__Data for processing__:

* * * * * * * * *

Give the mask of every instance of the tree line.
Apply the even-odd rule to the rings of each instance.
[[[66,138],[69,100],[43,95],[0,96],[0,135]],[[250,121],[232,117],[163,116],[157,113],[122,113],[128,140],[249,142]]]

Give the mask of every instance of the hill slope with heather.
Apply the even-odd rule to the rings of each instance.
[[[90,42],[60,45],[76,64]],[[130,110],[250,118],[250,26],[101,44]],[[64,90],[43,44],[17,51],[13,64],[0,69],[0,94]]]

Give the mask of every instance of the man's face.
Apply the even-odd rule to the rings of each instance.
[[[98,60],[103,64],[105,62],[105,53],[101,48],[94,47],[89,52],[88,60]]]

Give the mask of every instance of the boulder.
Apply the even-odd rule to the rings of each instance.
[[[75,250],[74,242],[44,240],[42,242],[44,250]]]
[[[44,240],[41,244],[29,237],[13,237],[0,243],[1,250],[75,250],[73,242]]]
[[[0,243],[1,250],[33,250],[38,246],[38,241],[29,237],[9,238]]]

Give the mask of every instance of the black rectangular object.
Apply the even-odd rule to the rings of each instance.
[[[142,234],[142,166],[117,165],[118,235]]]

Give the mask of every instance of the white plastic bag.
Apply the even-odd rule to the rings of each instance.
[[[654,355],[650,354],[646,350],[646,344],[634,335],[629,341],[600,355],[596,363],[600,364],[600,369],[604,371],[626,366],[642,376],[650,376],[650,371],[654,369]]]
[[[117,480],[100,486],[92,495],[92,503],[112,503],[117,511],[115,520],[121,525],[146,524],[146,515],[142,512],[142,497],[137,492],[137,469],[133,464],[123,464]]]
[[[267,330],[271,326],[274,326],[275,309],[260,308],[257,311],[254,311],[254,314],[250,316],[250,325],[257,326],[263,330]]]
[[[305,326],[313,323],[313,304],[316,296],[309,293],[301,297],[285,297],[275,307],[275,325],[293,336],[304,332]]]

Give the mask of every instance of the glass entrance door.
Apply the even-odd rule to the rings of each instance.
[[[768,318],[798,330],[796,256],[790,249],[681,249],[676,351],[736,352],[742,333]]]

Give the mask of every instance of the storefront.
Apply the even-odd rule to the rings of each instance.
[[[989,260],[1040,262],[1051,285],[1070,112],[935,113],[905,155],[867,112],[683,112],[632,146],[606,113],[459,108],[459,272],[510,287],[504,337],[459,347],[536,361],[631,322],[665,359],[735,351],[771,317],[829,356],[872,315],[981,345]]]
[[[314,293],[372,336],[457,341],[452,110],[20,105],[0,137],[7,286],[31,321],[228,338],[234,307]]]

* * * * * * * * *

__Activity__:
Word for word, repeat each entry from the listing above.

__Answer space__:
Give the mask of every instance of the tree line.
Apply the even-odd rule to the rings of each instance.
[[[66,138],[69,100],[43,95],[0,96],[0,135]],[[250,121],[232,117],[163,116],[157,113],[122,113],[128,140],[249,142]]]

Give the mask of every instance of the hill slope with heather.
Apply the even-odd rule to the rings of each instance.
[[[90,42],[60,45],[76,64]],[[130,110],[250,118],[250,26],[101,44]],[[64,90],[43,44],[17,51],[13,64],[0,69],[0,94]]]

Give the mask of every instance of the man's face.
Apply the even-odd rule to the rings of each instance.
[[[98,60],[103,64],[105,62],[105,53],[101,48],[94,47],[89,52],[88,60]]]

Give the mask of every instance of the boulder.
Apply the even-odd rule to the rings of each instance.
[[[75,250],[74,242],[44,240],[42,242],[44,250]]]
[[[44,240],[41,244],[29,237],[13,237],[0,243],[1,250],[75,250],[73,242]]]
[[[0,243],[1,250],[33,250],[38,246],[38,241],[29,237],[9,238]]]

Give the mask of every instance of the black rectangular object.
Apply the even-odd rule to the rings of each instance.
[[[142,234],[142,166],[117,165],[118,235]]]

Give the mask of every instance of the white plastic bag.
Apply the even-odd rule to the rings of each instance.
[[[654,355],[650,354],[646,350],[646,344],[634,335],[629,341],[600,355],[596,363],[600,364],[600,369],[604,371],[626,366],[642,376],[650,376],[650,371],[654,369]]]
[[[117,480],[100,486],[92,495],[92,503],[112,503],[117,511],[115,520],[121,525],[146,524],[146,515],[142,512],[142,497],[137,492],[137,469],[133,464],[123,464]]]
[[[267,330],[271,326],[274,326],[275,309],[260,308],[257,311],[254,311],[254,314],[250,316],[250,325],[257,326],[263,330]]]
[[[305,326],[313,323],[313,304],[316,296],[309,293],[301,297],[285,297],[275,307],[275,325],[293,336],[304,332]]]

Give the mask of every instance of the glass entrance door.
Apply the even-odd rule to the rings of each instance.
[[[768,318],[798,330],[796,256],[790,249],[681,249],[676,351],[736,352],[742,333]]]

Give the mask of every instance of the storefront.
Apply the even-odd rule to the rings of each instance.
[[[989,260],[1040,262],[1051,285],[1070,112],[935,113],[905,155],[867,112],[683,112],[632,146],[606,113],[459,108],[459,272],[510,287],[504,337],[459,347],[536,361],[631,322],[665,359],[735,351],[771,317],[829,356],[872,315],[981,345]]]
[[[314,293],[372,336],[457,341],[452,110],[20,105],[0,137],[7,286],[31,321],[228,338],[234,307]]]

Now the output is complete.